What needs to be done:
Read the data and repeat all of it exactly.

Coordinate labeling data
▬▬▬▬▬▬▬▬▬▬

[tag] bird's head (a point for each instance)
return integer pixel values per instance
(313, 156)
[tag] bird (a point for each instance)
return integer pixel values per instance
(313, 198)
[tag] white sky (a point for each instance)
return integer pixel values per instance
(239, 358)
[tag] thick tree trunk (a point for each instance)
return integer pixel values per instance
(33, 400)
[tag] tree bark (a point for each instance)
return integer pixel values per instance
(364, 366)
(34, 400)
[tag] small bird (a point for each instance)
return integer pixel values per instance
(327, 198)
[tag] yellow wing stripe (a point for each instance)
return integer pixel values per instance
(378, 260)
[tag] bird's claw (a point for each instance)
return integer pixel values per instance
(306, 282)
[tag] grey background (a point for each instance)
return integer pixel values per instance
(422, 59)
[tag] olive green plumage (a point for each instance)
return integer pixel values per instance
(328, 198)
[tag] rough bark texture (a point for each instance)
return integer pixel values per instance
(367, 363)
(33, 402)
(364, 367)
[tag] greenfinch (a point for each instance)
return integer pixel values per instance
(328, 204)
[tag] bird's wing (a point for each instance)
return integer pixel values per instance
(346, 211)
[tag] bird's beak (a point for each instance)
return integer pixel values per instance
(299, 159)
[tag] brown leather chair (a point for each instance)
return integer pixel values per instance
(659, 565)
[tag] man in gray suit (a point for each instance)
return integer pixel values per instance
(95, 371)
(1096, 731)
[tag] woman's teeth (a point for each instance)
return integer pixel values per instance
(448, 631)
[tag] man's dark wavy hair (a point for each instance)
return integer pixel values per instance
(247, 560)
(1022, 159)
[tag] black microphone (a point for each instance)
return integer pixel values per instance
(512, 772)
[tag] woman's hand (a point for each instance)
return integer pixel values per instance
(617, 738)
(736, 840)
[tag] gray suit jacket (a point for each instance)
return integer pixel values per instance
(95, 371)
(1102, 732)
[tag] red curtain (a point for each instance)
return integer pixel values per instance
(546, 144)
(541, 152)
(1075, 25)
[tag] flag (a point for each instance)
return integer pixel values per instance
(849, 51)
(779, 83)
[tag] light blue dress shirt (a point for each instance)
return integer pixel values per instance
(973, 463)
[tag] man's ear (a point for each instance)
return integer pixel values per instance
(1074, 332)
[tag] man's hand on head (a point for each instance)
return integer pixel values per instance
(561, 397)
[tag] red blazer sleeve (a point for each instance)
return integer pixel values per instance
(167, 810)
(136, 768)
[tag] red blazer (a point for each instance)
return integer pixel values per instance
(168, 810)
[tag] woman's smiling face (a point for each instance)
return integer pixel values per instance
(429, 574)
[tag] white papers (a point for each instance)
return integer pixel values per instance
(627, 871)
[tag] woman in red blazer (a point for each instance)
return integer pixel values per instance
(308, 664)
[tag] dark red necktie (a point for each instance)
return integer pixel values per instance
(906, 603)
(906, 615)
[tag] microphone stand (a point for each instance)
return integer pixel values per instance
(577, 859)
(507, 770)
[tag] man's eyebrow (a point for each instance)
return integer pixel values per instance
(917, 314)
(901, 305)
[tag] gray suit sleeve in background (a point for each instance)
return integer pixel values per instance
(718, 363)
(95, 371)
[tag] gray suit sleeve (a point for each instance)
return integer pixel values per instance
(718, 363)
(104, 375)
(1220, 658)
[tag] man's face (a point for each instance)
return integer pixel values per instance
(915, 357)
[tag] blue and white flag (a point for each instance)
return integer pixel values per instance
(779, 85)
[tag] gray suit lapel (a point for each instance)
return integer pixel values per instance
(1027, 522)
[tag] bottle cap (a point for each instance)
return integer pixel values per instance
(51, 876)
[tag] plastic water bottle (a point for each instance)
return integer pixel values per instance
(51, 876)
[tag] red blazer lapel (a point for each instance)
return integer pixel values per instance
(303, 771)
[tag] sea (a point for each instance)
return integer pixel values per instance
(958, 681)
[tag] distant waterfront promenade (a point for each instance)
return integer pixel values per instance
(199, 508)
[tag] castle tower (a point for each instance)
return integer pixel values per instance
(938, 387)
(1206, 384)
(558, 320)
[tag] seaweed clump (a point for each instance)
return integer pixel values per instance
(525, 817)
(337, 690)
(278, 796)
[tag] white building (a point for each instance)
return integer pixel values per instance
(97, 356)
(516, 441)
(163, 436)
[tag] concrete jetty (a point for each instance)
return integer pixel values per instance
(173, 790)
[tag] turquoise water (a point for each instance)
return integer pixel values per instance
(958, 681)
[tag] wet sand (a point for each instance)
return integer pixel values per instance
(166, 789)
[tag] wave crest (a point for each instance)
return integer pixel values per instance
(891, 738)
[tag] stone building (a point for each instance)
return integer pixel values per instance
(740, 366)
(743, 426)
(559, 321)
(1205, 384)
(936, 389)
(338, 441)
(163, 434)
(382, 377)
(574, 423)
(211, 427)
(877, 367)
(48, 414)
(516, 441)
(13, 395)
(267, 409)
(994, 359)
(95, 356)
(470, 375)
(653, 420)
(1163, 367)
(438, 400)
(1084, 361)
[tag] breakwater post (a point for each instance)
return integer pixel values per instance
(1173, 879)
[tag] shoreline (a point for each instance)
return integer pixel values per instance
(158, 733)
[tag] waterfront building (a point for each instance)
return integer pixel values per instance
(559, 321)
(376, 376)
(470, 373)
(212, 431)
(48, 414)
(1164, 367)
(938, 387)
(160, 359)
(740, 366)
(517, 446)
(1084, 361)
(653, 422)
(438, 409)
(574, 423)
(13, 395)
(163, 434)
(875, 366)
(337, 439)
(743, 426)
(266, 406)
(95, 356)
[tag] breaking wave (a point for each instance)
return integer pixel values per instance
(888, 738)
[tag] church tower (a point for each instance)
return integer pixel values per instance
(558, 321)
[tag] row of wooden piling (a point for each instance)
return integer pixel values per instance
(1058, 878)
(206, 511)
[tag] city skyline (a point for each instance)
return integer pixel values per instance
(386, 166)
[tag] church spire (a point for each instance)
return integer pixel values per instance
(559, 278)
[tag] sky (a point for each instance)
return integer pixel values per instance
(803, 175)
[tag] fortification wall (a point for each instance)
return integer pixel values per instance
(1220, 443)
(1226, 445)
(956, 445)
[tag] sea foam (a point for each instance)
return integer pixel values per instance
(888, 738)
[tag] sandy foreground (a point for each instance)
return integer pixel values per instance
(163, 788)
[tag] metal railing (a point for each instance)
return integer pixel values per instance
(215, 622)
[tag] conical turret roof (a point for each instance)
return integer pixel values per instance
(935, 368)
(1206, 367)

▬▬▬▬▬▬▬▬▬▬

Solution to the exercise:
[tag] bird's head (a point for each instance)
return integer pixel values per instance
(313, 156)
[tag] bird (a point for each instance)
return integer pixel values per instance
(313, 198)
[tag] white sky (a point for each instance)
return integer pixel values per instance
(239, 358)
[tag] thick tree trunk (a point for each instance)
return integer pixel values per instance
(33, 400)
[tag] tree bark (a point for each instance)
return integer pixel values per instance
(364, 366)
(34, 400)
[tag] small bird (a point for each instance)
return integer pixel values per instance
(327, 198)
[tag] yellow wing stripe (a point for each instance)
return integer pixel values per instance
(378, 260)
[tag] bird's claw (a point for each instance)
return integer pixel values per instance
(306, 282)
[tag] grey background (a point for each instance)
return integer pixel values per instance
(422, 59)
[tag] olive green plumage (a point for each instance)
return integer pixel values per instance
(328, 198)
[tag] rough bark texture (a point for each instance)
return integer pixel values per instance
(367, 363)
(33, 402)
(364, 367)
[tag] greenfinch (a point for each instance)
return integer pixel values per instance
(328, 204)
[tag] bird's wing (a point for each instance)
return integer pixel values per instance
(346, 211)
[tag] bird's beak (a point for each instance)
return integer pixel values per instance
(299, 159)
[tag] brown leather chair (a point for each instance)
return integer pixel values per instance
(659, 565)
[tag] man in gray suit (a point for each instance)
return integer pixel values per instance
(95, 371)
(1096, 731)
[tag] woman's teeth (a point for each instance)
return integer pixel values per instance
(448, 631)
[tag] man's dark wavy hair (a point for each instance)
return integer pixel values per instance
(247, 560)
(1022, 159)
[tag] black microphone (a point for each instance)
return integer pixel values per instance
(512, 772)
[tag] woman's hand (a point for each instance)
return integer pixel values per instance
(617, 738)
(736, 840)
[tag] gray suit jacket (a point for each instance)
return integer pixel values per instance
(95, 371)
(1102, 732)
[tag] red curtain (a point for each instance)
return integer pixel values per instance
(546, 144)
(541, 152)
(1075, 25)
[tag] flag (a point for each instance)
return integer pixel values per instance
(849, 51)
(779, 83)
[tag] light blue dress shirt (a point for each instance)
return integer pixel values per instance
(973, 463)
[tag] man's ear (a point for each instance)
return integer pixel values per instance
(1074, 332)
[tag] man's hand on head (a point for each instance)
return integer pixel values per instance
(561, 397)
[tag] red blazer sleeve (a point for each instance)
return integer pixel values per instance
(167, 810)
(136, 768)
[tag] red blazer (a point for each instance)
return integer pixel values per instance
(168, 810)
[tag] woman's smiling face (a point for each instance)
return integer pixel values per instance
(429, 574)
[tag] white papers (a point for each instance)
return integer pixel values per instance
(627, 871)
[tag] woman in red blazer (a point for each instance)
return integer pixel values per instance
(308, 664)
[tag] dark red necktie (a point for each instance)
return integer pixel values per instance
(906, 603)
(906, 615)
[tag] microphone stand (a point for each instance)
return integer pixel values per instance
(577, 859)
(507, 770)
[tag] man's eyebrow (a point for each instance)
return integer pixel values per instance
(917, 314)
(901, 305)
[tag] gray suit sleeve in background (a point for each instance)
return integer pixel values per instance
(718, 363)
(95, 371)
[tag] gray suit sleeve (a point for each instance)
return integer pixel values per instance
(718, 363)
(104, 375)
(1220, 658)
[tag] man's face (a point for each instance)
return integer pixel values per instance
(915, 357)
[tag] blue and white flag (a point for each instance)
return integer pixel values per instance
(779, 85)
[tag] gray suit lapel (a point for each instance)
return integer pixel values per instance
(1027, 522)
[tag] bottle cap (a point for each instance)
return integer pixel values per instance
(51, 876)
[tag] plastic water bottle (a point for each instance)
return integer pixel values per instance
(51, 876)
[tag] red blazer lapel (a point for each instance)
return integer pixel values per instance
(303, 771)
[tag] sea (a point for each instance)
return integer pixel values per instance
(958, 681)
[tag] distant waterfront promenade (a point for each instance)
return integer pixel values per instance
(199, 508)
[tag] castle tower (a point for each instance)
return integer pixel values per instance
(938, 387)
(1206, 384)
(558, 320)
[tag] seaweed clump (a point for each instance)
return integer pixel values per instance
(525, 817)
(337, 690)
(278, 796)
[tag] white building (a point for each instance)
return integer pixel values per instance
(97, 356)
(516, 441)
(163, 436)
[tag] concrete jetty (a point for each instance)
return integer pixel values per instance
(173, 790)
[tag] turquoise water (a point for each instance)
return integer pixel values per instance
(958, 681)
[tag] wet sand (a point for each instance)
return integer pixel values per instance
(166, 789)
[tag] wave crest (a point for each instance)
return integer pixel values per instance
(891, 738)
[tag] stone building (a point for each instance)
return integer pixel values per instance
(740, 366)
(743, 426)
(559, 321)
(1205, 384)
(936, 389)
(338, 441)
(163, 434)
(382, 377)
(574, 423)
(211, 427)
(877, 367)
(48, 414)
(516, 441)
(13, 395)
(267, 409)
(994, 359)
(95, 356)
(470, 375)
(653, 420)
(1163, 367)
(438, 400)
(1084, 361)
[tag] breakwater post (a point for each instance)
return integer pixel values per instance
(1173, 879)
[tag] shoreline (a point for each instance)
return integer pixel values per instance
(158, 733)
[tag] waterfront building (a point for each instance)
return integer pixel values per instance
(559, 321)
(376, 376)
(470, 373)
(212, 431)
(48, 414)
(1164, 367)
(938, 387)
(160, 359)
(740, 366)
(517, 446)
(1084, 361)
(653, 422)
(438, 409)
(574, 423)
(13, 395)
(163, 434)
(875, 366)
(337, 439)
(743, 426)
(266, 406)
(95, 356)
[tag] breaking wave (a point for each instance)
return integer pixel values per instance
(888, 738)
[tag] church tower (a point for each instance)
return integer pixel values per instance
(558, 321)
[tag] row of wooden piling (a point for each instance)
return integer pixel values per instance
(1058, 878)
(206, 511)
[tag] city skyline (a point for each instance)
return integer pixel values per instance
(386, 166)
[tag] church spire (a point for each instance)
return integer pixel values per instance
(559, 278)
[tag] sky (a point for each instance)
return integer pixel values per instance
(803, 175)
[tag] fortification wall (a point for each instance)
return integer pixel values per instance
(1220, 443)
(1226, 445)
(956, 445)
[tag] sea foam (a point for each instance)
return integer pixel values per instance
(888, 738)
[tag] sandy foreground (a point for each instance)
return integer pixel values per instance
(163, 788)
[tag] metal railing (a point for each instance)
return integer pixel values per instance
(215, 622)
[tag] conical turret roof (a point for each instance)
return integer pixel values per instance
(935, 368)
(1206, 367)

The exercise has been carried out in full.